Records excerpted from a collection
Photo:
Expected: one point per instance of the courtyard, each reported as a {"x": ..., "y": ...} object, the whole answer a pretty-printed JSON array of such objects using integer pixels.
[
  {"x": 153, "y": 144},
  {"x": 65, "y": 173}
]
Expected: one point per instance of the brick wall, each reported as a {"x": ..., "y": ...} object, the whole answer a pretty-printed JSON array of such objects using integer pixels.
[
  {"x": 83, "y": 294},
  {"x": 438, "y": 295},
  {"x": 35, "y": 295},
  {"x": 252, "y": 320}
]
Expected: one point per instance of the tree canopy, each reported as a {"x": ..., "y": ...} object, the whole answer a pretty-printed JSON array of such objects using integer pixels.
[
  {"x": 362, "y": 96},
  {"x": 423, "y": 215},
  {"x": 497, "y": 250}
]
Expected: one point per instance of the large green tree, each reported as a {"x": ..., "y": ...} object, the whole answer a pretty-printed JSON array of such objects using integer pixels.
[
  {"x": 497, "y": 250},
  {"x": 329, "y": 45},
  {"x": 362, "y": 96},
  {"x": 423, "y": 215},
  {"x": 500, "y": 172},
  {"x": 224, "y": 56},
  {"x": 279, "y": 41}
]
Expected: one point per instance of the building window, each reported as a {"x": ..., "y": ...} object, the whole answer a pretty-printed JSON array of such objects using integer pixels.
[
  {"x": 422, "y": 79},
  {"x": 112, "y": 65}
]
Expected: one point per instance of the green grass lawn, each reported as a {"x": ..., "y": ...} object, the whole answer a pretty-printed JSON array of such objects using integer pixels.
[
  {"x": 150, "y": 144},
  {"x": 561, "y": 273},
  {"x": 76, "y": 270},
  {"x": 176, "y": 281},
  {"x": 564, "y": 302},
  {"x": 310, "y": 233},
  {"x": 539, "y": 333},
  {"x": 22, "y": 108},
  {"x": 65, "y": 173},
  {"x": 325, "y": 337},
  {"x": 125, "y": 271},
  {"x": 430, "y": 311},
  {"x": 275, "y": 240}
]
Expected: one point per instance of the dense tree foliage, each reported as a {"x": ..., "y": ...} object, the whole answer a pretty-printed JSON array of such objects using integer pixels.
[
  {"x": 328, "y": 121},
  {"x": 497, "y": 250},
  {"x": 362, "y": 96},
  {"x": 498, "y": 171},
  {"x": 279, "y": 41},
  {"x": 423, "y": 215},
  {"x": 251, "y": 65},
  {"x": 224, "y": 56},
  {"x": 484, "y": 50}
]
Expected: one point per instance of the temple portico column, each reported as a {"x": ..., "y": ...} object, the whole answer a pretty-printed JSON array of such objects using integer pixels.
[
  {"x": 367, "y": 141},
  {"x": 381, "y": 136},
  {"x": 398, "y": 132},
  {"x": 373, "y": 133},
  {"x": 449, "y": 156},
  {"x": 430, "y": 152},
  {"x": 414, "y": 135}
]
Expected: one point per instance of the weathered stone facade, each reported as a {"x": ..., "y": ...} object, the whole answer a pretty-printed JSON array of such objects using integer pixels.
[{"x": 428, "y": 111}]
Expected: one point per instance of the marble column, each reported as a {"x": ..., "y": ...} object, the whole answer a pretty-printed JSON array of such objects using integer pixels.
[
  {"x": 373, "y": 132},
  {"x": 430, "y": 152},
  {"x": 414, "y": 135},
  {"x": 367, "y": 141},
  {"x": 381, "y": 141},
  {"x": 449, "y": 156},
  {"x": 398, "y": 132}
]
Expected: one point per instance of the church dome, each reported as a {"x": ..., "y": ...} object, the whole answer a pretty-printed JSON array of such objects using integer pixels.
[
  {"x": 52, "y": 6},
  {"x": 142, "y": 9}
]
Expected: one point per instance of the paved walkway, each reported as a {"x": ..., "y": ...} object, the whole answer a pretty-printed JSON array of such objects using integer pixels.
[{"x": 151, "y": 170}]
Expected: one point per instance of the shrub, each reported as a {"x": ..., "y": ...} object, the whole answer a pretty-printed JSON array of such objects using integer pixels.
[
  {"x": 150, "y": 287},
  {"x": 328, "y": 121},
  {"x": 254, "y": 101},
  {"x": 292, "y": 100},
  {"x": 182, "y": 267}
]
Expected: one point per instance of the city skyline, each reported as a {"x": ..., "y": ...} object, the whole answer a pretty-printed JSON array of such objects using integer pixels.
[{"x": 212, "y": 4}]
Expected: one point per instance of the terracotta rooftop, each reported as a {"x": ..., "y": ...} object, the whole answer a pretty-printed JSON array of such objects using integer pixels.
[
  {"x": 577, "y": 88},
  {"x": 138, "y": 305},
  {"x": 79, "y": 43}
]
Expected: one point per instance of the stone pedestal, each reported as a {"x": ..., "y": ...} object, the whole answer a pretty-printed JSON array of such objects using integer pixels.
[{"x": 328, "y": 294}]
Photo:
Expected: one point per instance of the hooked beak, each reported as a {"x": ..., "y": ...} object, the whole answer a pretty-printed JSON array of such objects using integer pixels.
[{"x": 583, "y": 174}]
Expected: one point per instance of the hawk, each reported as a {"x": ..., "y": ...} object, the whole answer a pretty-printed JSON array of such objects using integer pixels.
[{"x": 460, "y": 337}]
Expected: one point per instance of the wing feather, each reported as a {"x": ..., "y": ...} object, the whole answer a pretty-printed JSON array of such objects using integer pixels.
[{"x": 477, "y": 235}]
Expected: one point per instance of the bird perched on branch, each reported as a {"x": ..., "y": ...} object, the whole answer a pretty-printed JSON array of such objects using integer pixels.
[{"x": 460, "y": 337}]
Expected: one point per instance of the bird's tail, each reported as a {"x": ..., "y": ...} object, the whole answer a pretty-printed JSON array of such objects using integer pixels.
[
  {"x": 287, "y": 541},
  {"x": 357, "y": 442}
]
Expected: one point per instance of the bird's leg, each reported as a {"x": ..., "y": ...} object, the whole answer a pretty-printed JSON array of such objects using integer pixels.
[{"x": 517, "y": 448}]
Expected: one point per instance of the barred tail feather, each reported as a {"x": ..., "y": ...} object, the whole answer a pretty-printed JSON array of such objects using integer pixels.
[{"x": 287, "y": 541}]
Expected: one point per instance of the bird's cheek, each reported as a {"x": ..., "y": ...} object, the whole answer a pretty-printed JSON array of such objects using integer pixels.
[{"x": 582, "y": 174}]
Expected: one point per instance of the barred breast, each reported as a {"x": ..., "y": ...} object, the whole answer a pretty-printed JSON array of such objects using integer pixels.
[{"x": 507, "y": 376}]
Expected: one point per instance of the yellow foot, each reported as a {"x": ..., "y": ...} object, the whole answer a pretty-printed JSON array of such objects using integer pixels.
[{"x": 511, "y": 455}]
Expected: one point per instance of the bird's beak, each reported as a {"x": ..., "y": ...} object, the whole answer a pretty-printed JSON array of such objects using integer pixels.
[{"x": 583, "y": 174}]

EXERCISE -> Write the entries out again in full, exactly as they appear above.

EXPECTED ANSWER ->
Photo:
Expected: one point per instance of the courtyard, each reported as a {"x": ..., "y": ...} object, the whole answer a pretty-printed JSON array of such objects using integer pixels.
[
  {"x": 153, "y": 144},
  {"x": 65, "y": 173}
]
Expected: one point per instance of the brick wall, each reported as a {"x": ..., "y": ...} object, the whole answer a pretty-printed JSON array of such objects using integer pixels.
[
  {"x": 83, "y": 294},
  {"x": 438, "y": 295},
  {"x": 35, "y": 295},
  {"x": 252, "y": 320}
]
Expected: one point per instance of the tree canopy, each reported as a {"x": ..., "y": ...} object, the whole answer a pretty-printed JSON array of such objects using integer pixels.
[
  {"x": 362, "y": 96},
  {"x": 423, "y": 215},
  {"x": 497, "y": 250}
]
Expected: one point per instance of the large green tree, each reported as a {"x": ..., "y": ...} object, the whole answer a pretty-printed JSON array of such objects using integer pixels.
[
  {"x": 497, "y": 250},
  {"x": 329, "y": 45},
  {"x": 362, "y": 96},
  {"x": 423, "y": 215},
  {"x": 500, "y": 172},
  {"x": 224, "y": 56},
  {"x": 279, "y": 41}
]
Expected: one point per instance of the building window, each reported as a {"x": ..., "y": ...} object, the whole answer a pretty-printed JSON array of such objects using integer pixels.
[
  {"x": 422, "y": 79},
  {"x": 112, "y": 65}
]
Expected: one point per instance of the green grass lawn, each reported as a {"x": ..., "y": ...} object, the whole answer a pretty-printed JSON array of such objects using integer pixels.
[
  {"x": 150, "y": 144},
  {"x": 561, "y": 273},
  {"x": 76, "y": 270},
  {"x": 176, "y": 281},
  {"x": 564, "y": 302},
  {"x": 310, "y": 233},
  {"x": 539, "y": 333},
  {"x": 22, "y": 108},
  {"x": 65, "y": 173},
  {"x": 325, "y": 337},
  {"x": 125, "y": 271},
  {"x": 430, "y": 311},
  {"x": 275, "y": 240}
]
Expected: one point per instance of the dense tree foliage, each reported as a {"x": ..., "y": ...} object, the whole answer a pretty-printed JSON array of such objects using integer pixels.
[
  {"x": 328, "y": 121},
  {"x": 497, "y": 250},
  {"x": 362, "y": 96},
  {"x": 498, "y": 171},
  {"x": 279, "y": 41},
  {"x": 423, "y": 215},
  {"x": 251, "y": 65},
  {"x": 224, "y": 56},
  {"x": 484, "y": 50}
]
Expected: one point per instance of the temple portico column, each reported as a {"x": ..., "y": ...} object, the whole answer a pretty-printed JSON array of such objects using integer pixels.
[
  {"x": 367, "y": 141},
  {"x": 381, "y": 136},
  {"x": 398, "y": 132},
  {"x": 373, "y": 133},
  {"x": 449, "y": 156},
  {"x": 430, "y": 152},
  {"x": 414, "y": 135}
]
Expected: one point per instance of the weathered stone facade, each reported as a {"x": ..., "y": ...} object, the whole answer a pretty-printed JSON array of such objects using integer pixels.
[{"x": 428, "y": 111}]
Expected: one point per instance of the marble column, each reported as a {"x": ..., "y": ...} object, the whole answer a pretty-printed JSON array of such objects using integer pixels.
[
  {"x": 373, "y": 132},
  {"x": 430, "y": 152},
  {"x": 414, "y": 135},
  {"x": 367, "y": 141},
  {"x": 381, "y": 141},
  {"x": 449, "y": 156},
  {"x": 398, "y": 132}
]
Expected: one point per instance of the church dome, each reported as a {"x": ..., "y": ...} object, the whole answer a pretty-printed JSON array of such objects using integer pixels.
[
  {"x": 52, "y": 6},
  {"x": 142, "y": 9}
]
Expected: one point per instance of the paved walkway, each reported as a {"x": ..., "y": ...} object, the whole answer a pretty-printed JSON array of such objects using integer pixels.
[{"x": 151, "y": 170}]
Expected: one point per instance of the shrub, each reported as a {"x": ..., "y": ...} object, the whole answer a pretty-printed JSON array of such objects using integer pixels.
[
  {"x": 150, "y": 287},
  {"x": 328, "y": 121},
  {"x": 254, "y": 101},
  {"x": 292, "y": 100},
  {"x": 182, "y": 267}
]
Expected: one point per instance of the city skyline, each reported as a {"x": ..., "y": ...} object, the whole answer a pretty-printed JSON array of such objects using integer pixels.
[{"x": 212, "y": 4}]
Expected: one point per instance of the terracotta rooftop, each reported as a {"x": ..., "y": ...} object, the whole answer a pretty-printed JSON array of such objects using integer pixels.
[
  {"x": 577, "y": 88},
  {"x": 138, "y": 305},
  {"x": 79, "y": 43}
]
Expected: one point per instance of the stone pedestal, each reported as a {"x": ..., "y": ...} object, the whole answer a pretty-printed JSON array of such objects using integer pixels.
[{"x": 328, "y": 294}]
Photo:
Expected: one point per instance of the hooked beak, each reported as a {"x": ..., "y": ...} object, the whole answer a pretty-printed JSON array of such objects using integer pixels.
[{"x": 583, "y": 174}]
Expected: one point per instance of the hawk, each reported as a {"x": ..., "y": ...} object, the whole answer a pretty-printed JSON array of such objects using integer pixels.
[{"x": 460, "y": 337}]
Expected: one point per instance of the wing feather, each reported as a {"x": ..., "y": ...} object, the whole answer a pretty-printed JSON array of such objects using integer pixels.
[{"x": 477, "y": 235}]
Expected: one point per instance of the bird perched on branch, each reported as a {"x": ..., "y": ...} object, the whole answer a pretty-printed JSON array of such objects using integer pixels.
[{"x": 460, "y": 337}]
Expected: one point per instance of the bird's tail, each reported as a {"x": ..., "y": ...} object, the whole answer a pretty-printed JSON array of such objects using integer pixels.
[
  {"x": 287, "y": 541},
  {"x": 357, "y": 442}
]
Expected: one point per instance of the bird's leg, each reported as a {"x": ..., "y": ...} object, the whole answer a pretty-printed JSON array of such objects using integer pixels.
[{"x": 517, "y": 448}]
Expected: one point per instance of the barred tail feather, each reported as a {"x": ..., "y": ...} object, the whole answer a pretty-printed JSON array of such objects using integer pixels.
[{"x": 287, "y": 541}]
Expected: one point per instance of the bird's cheek, each reported as a {"x": ..., "y": ...} object, the whole answer a pretty-printed JSON array of such objects using integer pixels.
[{"x": 582, "y": 174}]
Expected: one point per instance of the barred breast, each reported as a {"x": ..., "y": ...} object, the whole answer a pretty-printed JSON array of such objects using integer pixels.
[{"x": 507, "y": 376}]
Expected: one point per instance of the yellow foot, each reported as a {"x": ..., "y": ...} object, the whole answer a pretty-printed JSON array of such objects using integer pixels.
[{"x": 511, "y": 455}]
Expected: one point per instance of the bird's beak, each reported as a {"x": ..., "y": ...} object, the whole answer a pretty-printed JSON array of such objects using integer pixels.
[{"x": 583, "y": 174}]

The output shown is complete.